Entries from an annotation dataset
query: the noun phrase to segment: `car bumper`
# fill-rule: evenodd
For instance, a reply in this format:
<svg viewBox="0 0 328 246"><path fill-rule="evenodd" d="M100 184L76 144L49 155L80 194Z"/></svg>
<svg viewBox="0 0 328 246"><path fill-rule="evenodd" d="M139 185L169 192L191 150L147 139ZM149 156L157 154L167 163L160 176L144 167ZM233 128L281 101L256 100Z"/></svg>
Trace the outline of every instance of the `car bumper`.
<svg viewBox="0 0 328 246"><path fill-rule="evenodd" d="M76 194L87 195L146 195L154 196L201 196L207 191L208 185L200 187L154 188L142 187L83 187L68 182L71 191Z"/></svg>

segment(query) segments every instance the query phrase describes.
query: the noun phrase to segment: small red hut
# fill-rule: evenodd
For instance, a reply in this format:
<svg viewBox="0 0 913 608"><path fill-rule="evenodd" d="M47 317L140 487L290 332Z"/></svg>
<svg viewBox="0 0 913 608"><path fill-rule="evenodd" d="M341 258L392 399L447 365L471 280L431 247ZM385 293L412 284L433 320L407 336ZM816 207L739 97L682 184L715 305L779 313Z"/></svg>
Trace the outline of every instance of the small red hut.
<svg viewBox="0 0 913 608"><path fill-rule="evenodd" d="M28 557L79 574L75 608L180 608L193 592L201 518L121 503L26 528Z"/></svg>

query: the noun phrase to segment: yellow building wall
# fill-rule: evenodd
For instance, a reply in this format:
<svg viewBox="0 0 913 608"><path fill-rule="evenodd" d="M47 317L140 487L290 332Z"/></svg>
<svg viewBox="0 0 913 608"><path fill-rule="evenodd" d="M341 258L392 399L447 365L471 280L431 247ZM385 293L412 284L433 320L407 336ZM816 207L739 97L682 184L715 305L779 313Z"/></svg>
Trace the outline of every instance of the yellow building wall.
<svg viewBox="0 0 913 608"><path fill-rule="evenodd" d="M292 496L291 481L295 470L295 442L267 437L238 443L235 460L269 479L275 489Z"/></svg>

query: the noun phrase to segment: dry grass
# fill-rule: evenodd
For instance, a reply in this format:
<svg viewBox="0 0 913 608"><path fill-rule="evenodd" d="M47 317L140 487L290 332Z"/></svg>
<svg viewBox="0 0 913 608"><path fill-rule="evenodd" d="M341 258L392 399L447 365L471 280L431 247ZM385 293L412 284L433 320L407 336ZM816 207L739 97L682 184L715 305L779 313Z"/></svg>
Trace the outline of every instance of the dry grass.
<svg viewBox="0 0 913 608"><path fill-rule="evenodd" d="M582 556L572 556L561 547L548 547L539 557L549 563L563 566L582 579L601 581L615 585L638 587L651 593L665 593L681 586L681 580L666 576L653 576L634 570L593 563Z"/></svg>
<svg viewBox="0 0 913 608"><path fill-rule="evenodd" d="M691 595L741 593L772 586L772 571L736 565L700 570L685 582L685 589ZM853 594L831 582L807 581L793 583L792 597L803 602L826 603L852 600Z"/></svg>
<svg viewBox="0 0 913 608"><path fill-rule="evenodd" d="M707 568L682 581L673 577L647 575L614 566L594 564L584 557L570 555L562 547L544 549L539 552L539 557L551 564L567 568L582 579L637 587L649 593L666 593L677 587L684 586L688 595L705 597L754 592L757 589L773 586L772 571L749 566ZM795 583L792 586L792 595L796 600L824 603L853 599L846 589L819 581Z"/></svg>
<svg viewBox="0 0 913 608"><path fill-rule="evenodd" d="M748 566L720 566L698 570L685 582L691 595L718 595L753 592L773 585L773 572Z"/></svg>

● SET TASK
Reproduce all of the entries above word for word.

● FINAL RESULT
query: the noun phrase to segment: `car bumper`
# fill-rule: evenodd
For instance, a reply in this format:
<svg viewBox="0 0 328 246"><path fill-rule="evenodd" d="M100 184L76 144L49 155L80 194Z"/></svg>
<svg viewBox="0 0 328 246"><path fill-rule="evenodd" d="M139 185L169 192L191 150L147 139ZM149 156L157 154L167 163L160 176L144 167ZM233 128L281 101L256 100Z"/></svg>
Trace the outline of every instance of the `car bumper`.
<svg viewBox="0 0 328 246"><path fill-rule="evenodd" d="M76 194L87 195L146 195L154 196L201 196L207 191L208 185L200 187L154 188L142 187L83 187L68 182L71 191Z"/></svg>

segment(query) segments every instance the query phrase describes.
query: the noun phrase to segment: small red hut
# fill-rule: evenodd
For instance, a reply in this format:
<svg viewBox="0 0 913 608"><path fill-rule="evenodd" d="M47 317L140 487L290 332Z"/></svg>
<svg viewBox="0 0 913 608"><path fill-rule="evenodd" d="M341 258L392 399L447 365L471 280L431 247ZM385 293L412 284L433 320L407 336ZM816 207L739 97L682 184L715 305L779 313Z"/></svg>
Trace the outline of every instance of the small red hut.
<svg viewBox="0 0 913 608"><path fill-rule="evenodd" d="M28 557L79 574L75 608L180 608L193 592L201 518L121 503L26 528Z"/></svg>

query: the noun phrase to segment: yellow building wall
# fill-rule: evenodd
For instance, a reply in this format:
<svg viewBox="0 0 913 608"><path fill-rule="evenodd" d="M47 317L140 487L290 332Z"/></svg>
<svg viewBox="0 0 913 608"><path fill-rule="evenodd" d="M341 258L392 399L447 365L471 280L431 247ZM385 293L412 284L433 320L407 336ZM816 207L739 97L682 184L715 305L779 313Z"/></svg>
Trace the outline of every instance of the yellow building wall.
<svg viewBox="0 0 913 608"><path fill-rule="evenodd" d="M292 496L291 481L295 470L295 442L267 437L238 443L235 460L269 479L275 489Z"/></svg>

query: the noun phrase to segment: dry grass
# fill-rule: evenodd
For instance, a reply in this format:
<svg viewBox="0 0 913 608"><path fill-rule="evenodd" d="M47 317L140 487L290 332Z"/></svg>
<svg viewBox="0 0 913 608"><path fill-rule="evenodd" d="M341 258L392 399L447 365L471 280L431 247ZM385 293L412 284L433 320L407 336ZM816 207L739 97L682 184L715 305L779 313Z"/></svg>
Trace the outline of every instance of the dry grass.
<svg viewBox="0 0 913 608"><path fill-rule="evenodd" d="M582 556L572 556L561 547L548 547L539 557L549 563L563 566L582 579L601 581L615 585L638 587L651 593L665 593L681 586L681 580L666 576L653 576L634 570L593 563Z"/></svg>
<svg viewBox="0 0 913 608"><path fill-rule="evenodd" d="M691 595L741 593L772 586L772 571L736 565L700 570L685 582L685 589ZM853 594L831 582L807 581L793 583L792 597L803 602L826 603L852 600Z"/></svg>
<svg viewBox="0 0 913 608"><path fill-rule="evenodd" d="M707 568L682 581L673 577L647 575L614 566L594 564L584 557L570 555L562 547L544 549L539 552L539 557L551 564L567 568L582 579L637 587L649 593L666 593L677 587L684 586L688 595L705 597L754 592L757 589L773 586L772 571L749 566ZM795 583L792 586L792 595L796 600L824 603L853 599L846 589L819 581Z"/></svg>
<svg viewBox="0 0 913 608"><path fill-rule="evenodd" d="M748 566L720 566L698 570L685 582L691 595L718 595L753 592L773 585L773 572Z"/></svg>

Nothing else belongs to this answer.